* _WHAT YOU NEED TO DO_:
1. Type out the text about Jiří Sekáč word for word, from start to finish.
2. Pick out every line in the entries that contains the word "rocky" and copy those lines.

* _TEXT_:
▬▬▬▬▬▬▬▬▬▬

Jiří Sekáč (born 10 June 1992) is a Czech professional ice hockey player who is currently playing with Lausanne HC of the National League (NL).

Playing career
As a youth, Sekáč played in the 2005 Quebec International Pee-Wee Hockey Tournament with a team from Chomutov.

Sekáč later played with HC Lev Praha in the Kontinental Hockey League and HC Sparta Praha in the Czech Extraliga. On 1 July 2014 Sekáč signed a two-year entry-level contract with the Canadiens worth $1,850,000. In his first North American season in 2014–15 he scored his first NHL goal on 16 October 2014 against Tuukka Rask of the Boston Bruins.

On 13 January 2015 Sekáč was invited to the 2015 Honda NHL All-Star Skills Competition as a replacement for Los Angeles Kings' forward Tanner Pearson. Known for his skating speed, he was drafted by Team Foligno, along with Canadiens' teammate Carey Price, and participated in the Bridgestone NHL Fastest Skater race, beating Aaron Ekblad with a time of 13.683s, making him the 6th fastest of the event.

After 50 games with the Canadiens on 24 February 2015 he was traded to the Anaheim Ducks in exchange for Devante Smith-Pelly.

In the following 2015–16 season, Sekáč was unable to secure a regular forward role and appeared in 22 games for 3 points with the Ducks before he was traded to the Chicago Blackhawks in exchange for Ryan Garbutt on 21 January 2016. Sekáč was used sparingly in 6 games with the Blackhawks registering one assist before being placed on waivers and claimed by the Arizona Coyotes on 27 February 2016. Sekac closed out the season with the Coyotes, appearing 11 games for two assists.

▬▬▬▬▬▬▬▬▬▬

* _MATERIAL_:
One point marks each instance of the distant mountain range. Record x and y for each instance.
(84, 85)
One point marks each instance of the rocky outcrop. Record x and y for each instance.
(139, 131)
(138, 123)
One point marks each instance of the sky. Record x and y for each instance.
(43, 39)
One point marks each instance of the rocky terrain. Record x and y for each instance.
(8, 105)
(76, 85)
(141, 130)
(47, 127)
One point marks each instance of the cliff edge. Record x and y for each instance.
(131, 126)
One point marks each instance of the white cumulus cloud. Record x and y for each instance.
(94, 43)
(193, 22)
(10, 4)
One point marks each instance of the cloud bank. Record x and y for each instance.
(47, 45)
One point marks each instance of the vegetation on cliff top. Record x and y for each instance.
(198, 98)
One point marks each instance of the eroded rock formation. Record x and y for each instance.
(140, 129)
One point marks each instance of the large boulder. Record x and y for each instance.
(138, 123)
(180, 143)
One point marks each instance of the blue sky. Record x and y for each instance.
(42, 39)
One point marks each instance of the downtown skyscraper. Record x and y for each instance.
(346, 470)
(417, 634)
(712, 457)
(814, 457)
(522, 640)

▬▬▬▬▬▬▬▬▬▬

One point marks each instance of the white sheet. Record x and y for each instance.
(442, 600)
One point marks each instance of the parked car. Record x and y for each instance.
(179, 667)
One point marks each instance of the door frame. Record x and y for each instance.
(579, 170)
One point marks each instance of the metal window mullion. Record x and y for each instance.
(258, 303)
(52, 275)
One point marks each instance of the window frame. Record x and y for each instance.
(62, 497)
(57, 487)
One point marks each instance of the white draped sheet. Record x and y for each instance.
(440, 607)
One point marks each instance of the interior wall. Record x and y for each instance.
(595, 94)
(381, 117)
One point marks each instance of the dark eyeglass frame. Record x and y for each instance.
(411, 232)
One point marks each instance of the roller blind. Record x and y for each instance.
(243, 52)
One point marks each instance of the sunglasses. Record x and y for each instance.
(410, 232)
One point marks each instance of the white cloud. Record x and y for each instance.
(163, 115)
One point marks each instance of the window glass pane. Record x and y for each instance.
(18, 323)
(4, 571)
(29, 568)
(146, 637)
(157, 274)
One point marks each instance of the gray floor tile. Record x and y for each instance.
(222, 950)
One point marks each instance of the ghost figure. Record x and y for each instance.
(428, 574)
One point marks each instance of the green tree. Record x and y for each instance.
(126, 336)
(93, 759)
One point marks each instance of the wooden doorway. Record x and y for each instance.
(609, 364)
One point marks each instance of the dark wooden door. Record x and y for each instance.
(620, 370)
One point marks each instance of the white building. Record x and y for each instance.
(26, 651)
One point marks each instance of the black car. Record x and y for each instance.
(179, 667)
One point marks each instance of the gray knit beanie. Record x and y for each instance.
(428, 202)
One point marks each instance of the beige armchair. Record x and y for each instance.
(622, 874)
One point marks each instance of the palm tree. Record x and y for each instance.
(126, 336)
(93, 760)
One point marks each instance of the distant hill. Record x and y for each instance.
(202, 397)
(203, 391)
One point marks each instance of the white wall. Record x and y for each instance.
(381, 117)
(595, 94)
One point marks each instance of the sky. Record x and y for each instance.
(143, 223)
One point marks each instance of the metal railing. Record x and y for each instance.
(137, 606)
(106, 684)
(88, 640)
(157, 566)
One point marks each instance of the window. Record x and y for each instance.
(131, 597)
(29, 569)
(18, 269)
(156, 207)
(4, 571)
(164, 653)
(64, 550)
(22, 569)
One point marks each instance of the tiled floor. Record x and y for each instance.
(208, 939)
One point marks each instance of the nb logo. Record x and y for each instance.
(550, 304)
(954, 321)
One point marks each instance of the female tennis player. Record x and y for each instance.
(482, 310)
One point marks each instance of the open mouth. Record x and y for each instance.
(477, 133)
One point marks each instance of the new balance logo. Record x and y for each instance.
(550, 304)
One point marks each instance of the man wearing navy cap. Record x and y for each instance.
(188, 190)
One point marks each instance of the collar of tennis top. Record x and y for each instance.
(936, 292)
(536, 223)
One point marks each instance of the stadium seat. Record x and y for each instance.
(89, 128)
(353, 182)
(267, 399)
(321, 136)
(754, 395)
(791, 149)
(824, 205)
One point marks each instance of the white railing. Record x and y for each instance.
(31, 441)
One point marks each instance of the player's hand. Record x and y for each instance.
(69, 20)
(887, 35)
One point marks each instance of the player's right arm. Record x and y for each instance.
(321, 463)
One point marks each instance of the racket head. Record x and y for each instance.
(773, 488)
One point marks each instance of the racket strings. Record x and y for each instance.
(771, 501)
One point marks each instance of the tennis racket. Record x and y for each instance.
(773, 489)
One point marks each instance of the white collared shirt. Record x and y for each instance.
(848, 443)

▬▬▬▬▬▬▬▬▬▬

* _EXPECTED RESPONSES_:
1.
Jiří Sekáč (born 10 June 1992) is a Czech professional ice hockey player who is currently playing with Lausanne HC of the National League (NL).

Playing career
As a youth, Sekáč played in the 2005 Quebec International Pee-Wee Hockey Tournament with a team from Chomutov.

Sekáč later played with HC Lev Praha in the Kontinental Hockey League and HC Sparta Praha in the Czech Extraliga. On 1 July 2014 Sekáč signed a two-year entry-level contract with the Canadiens worth $1,850,000. In his first North American season in 2014–15 he scored his first NHL goal on 16 October 2014 against Tuukka Rask of the Boston Bruins.

On 13 January 2015 Sekáč was invited to the 2015 Honda NHL All-Star Skills Competition as a replacement for Los Angeles Kings' forward Tanner Pearson. Known for his skating speed, he was drafted by Team Foligno, along with Canadiens' teammate Carey Price, and participated in the Bridgestone NHL Fastest Skater race, beating Aaron Ekblad with a time of 13.683s, making him the 6th fastest of the event.

After 50 games with the Canadiens on 24 February 2015 he was traded to the Anaheim Ducks in exchange for Devante Smith-Pelly.

In the following 2015–16 season, Sekáč was unable to secure a regular forward role and appeared in 22 games for 3 points with the Ducks before he was traded to the Chicago Blackhawks in exchange for Ryan Garbutt on 21 January 2016. Sekáč was used sparingly in 6 games with the Blackhawks registering one assist before being placed on waivers and claimed by the Arizona Coyotes on 27 February 2016. Sekac closed out the season with the Coyotes, appearing 11 games for two assists.

2.
One point marks each instance of the rocky outcrop. Record x and y for each instance.
One point marks each instance of the rocky terrain. Record x and y for each instance.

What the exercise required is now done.